GIVEN TEXT.
Monday, 14 May 2012

Mosquitoes and Vaccinations

I was on the bus to Seoul at 7:20am on Saturday morning en route to get my travel vaccinations. I had already received my Hepatitis A and Typhoid jabs before coming to Korea but needed a Hepatitis B shot and a Japanese B Encephalitis shot. I found a clinic in the foreigner friendly area of Seoul called Itaewon that specialises in travel medicine for expats in Korea and booked an appointment. I slowly made my way from the Dong Seoul Bus Terminal across the city on the subway to Itaewon. My appointment was at 11am and I had some time to kill when I arrived which I spent walking around listening to my iPod and scouring the shelves of ‘What the Book’, an English language bookstore in the area.

The clinic was on the fifth floor of a tall apartment building to the north of Itaewon. It was busy inside and the only customers in the clinic appeared to be foreigners. The receptionists spoke very good English and took some of my details down. They took my height and my weight and checked my blood pressure and then proceeded to take me through for a travel consultation with the doctor. The doctor was a friendly middle aged Korean man with fluent English and we discussed my requirements. He recommended that I got the vaccines that I had assumed I would need and also recommended I take some malaria medication as it is endemic through the entire country of Laos.

The doctor mentioned two malarial medications, Malarone and Doxycycline. Malarone is expensive but pretty much side effect free and Doxycycline is cheap but has numerous side effects including sun sensitivity, headaches and upset stomachs. I asked the price difference and decided to opt for the more expensive drug. I’d rather not have my holiday thwarted by an onset of the shits. I'm not at all queasy about needles and I quite enjoy the tension in the air in those few moments before the needle penetrates your skin. One in each arm this time. Lovely. I left the clinic after having my vaccinations and went to the pharmacy to pick up my malarial prescription.

Arriving home, I realised that the drugs I had been given ‘Lariam’ didn’t match up with what the doctor had been telling me about. I scoured the internet looking for an explanation but it seemed like that tablets I had been given were ineffective against mosquitoes in certain areas of Laos that I would be visiting. I spent my whole weekend worrying about this and came to the following conclusions:

1. Don't take any antimalarial medication and rely on DEET spray, mosquito nets and other preventive measures (long sleeves etc). The other major risk in Laos and indeed much of South East Asia is dengue fever for which there is no medication, it's also transmitted in the same way a malaria so all of these precautions must already be taken to avoid contracting dengue.

WORK TO BE COMPLETED.
Answer these questions from the text on mosquitoes and vaccinations:
1. Which two vaccinations had the writer received before coming to Korea?
2. On which floor of the building was the clinic?
3. What was the name of the drugs the writer was given at the pharmacy?

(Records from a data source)
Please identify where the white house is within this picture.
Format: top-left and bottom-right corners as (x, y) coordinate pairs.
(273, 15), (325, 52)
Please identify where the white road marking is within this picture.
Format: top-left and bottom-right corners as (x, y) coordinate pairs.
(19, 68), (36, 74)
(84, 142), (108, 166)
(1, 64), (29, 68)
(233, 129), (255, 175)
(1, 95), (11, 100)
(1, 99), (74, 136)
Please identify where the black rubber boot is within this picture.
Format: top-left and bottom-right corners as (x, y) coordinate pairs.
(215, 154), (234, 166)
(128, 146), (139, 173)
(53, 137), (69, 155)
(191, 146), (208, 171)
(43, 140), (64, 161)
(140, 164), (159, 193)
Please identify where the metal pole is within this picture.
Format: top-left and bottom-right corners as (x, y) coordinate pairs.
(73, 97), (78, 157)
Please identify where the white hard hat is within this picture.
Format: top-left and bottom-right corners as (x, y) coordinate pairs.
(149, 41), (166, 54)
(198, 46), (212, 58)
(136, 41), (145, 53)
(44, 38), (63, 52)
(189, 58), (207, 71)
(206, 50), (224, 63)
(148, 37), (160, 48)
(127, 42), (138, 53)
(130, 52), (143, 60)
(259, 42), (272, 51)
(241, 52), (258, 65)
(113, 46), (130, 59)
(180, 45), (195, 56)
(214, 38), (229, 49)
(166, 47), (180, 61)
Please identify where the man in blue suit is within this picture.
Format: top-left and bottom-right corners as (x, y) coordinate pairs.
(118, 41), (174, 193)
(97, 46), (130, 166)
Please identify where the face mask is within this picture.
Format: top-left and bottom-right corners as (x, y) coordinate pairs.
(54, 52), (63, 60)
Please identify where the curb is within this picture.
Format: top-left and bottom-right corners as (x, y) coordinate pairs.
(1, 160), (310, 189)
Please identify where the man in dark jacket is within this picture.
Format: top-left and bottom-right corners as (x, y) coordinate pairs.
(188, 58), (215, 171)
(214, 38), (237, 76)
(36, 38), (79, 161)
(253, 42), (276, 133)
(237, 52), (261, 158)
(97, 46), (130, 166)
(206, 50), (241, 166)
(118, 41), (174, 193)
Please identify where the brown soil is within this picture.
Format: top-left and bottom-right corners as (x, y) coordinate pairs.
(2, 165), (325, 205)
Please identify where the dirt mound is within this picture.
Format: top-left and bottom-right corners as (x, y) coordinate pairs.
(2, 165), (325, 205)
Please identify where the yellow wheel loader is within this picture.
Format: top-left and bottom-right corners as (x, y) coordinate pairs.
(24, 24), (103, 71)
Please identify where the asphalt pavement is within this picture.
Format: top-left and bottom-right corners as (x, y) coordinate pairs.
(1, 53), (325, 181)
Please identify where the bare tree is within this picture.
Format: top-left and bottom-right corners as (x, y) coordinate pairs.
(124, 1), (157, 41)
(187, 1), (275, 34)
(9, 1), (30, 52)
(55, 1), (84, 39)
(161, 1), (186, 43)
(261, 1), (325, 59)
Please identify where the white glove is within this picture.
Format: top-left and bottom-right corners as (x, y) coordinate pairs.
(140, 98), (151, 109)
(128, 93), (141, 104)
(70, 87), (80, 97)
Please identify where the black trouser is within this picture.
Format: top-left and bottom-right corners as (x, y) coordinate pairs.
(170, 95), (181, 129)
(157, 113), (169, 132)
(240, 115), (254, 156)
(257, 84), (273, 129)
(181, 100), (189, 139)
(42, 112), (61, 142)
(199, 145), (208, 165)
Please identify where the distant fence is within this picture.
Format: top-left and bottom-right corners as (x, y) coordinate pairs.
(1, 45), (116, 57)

PROBLEM SOLUTION.
1. Hepatitis A and Typhoid
2. The fifth floor
3. Lariam